* **ТЕКСТ**:
---+---
С точки зрения излагаемого здесь подхода интересны трудные теологические вопросы: есть ли душа у души? что такое душа бога? Душа и бог обладают абсолютным постоянством — они постоянные указатели на физические сущности, включающие все указатели этих сущностей. Указатель на указатель объекта указывает также и на сам объект. Поэтому душа души — сама эта душа, а душа бога и бог — одно и то же.
Впоследствии изменилось мышление и изменились боги. Историю религии можно изучать как историю мысли. В наше время человек освоился с абстрактными понятиями. Его мышление переключается на себя и на коллективное сознание. С неизбежностью исчезают старые боги. Ницше объявил об убийстве бога и приходе нового человека.
---+---
* **СПИСОК ЗАПИСЕЙ**:
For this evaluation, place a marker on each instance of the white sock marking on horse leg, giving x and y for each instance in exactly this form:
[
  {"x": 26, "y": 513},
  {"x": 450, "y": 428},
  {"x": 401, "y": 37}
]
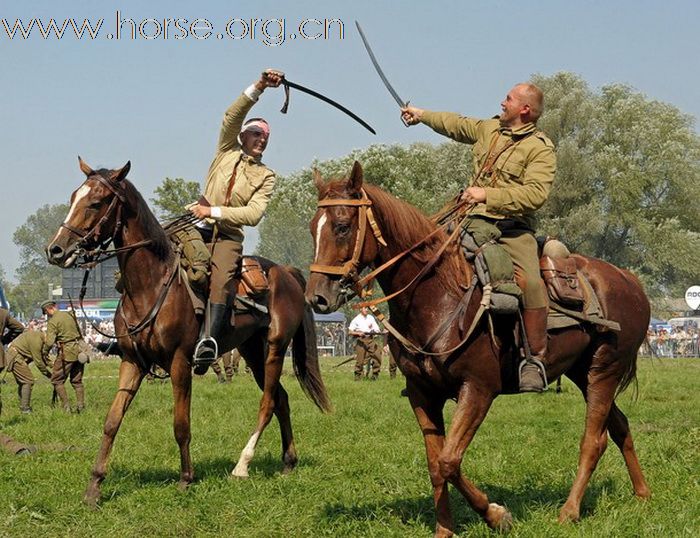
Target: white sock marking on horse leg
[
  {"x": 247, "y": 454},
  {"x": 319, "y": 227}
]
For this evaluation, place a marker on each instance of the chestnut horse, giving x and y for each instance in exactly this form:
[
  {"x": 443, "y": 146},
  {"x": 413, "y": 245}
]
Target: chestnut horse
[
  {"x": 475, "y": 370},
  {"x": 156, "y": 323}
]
---+---
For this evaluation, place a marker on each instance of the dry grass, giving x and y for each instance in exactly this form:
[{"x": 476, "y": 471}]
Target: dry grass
---+---
* **ЗАДАНИЕ**:
Перепишите дословно отрывок из текста о душе и боге. Начните с того места, где стоят слова «Впоследствии изменилось мышление», и остановитесь после слов «приходе нового человека.».

* **ОТВЕТ К ЗАДАНИЮ**:
Впоследствии изменилось мышление и изменились боги. Историю религии можно изучать как историю мысли. В наше время человек освоился с абстрактными понятиями. Его мышление переключается на себя и на коллективное сознание. С неизбежностью исчезают старые боги. Ницше объявил об убийстве бога и приходе нового человека.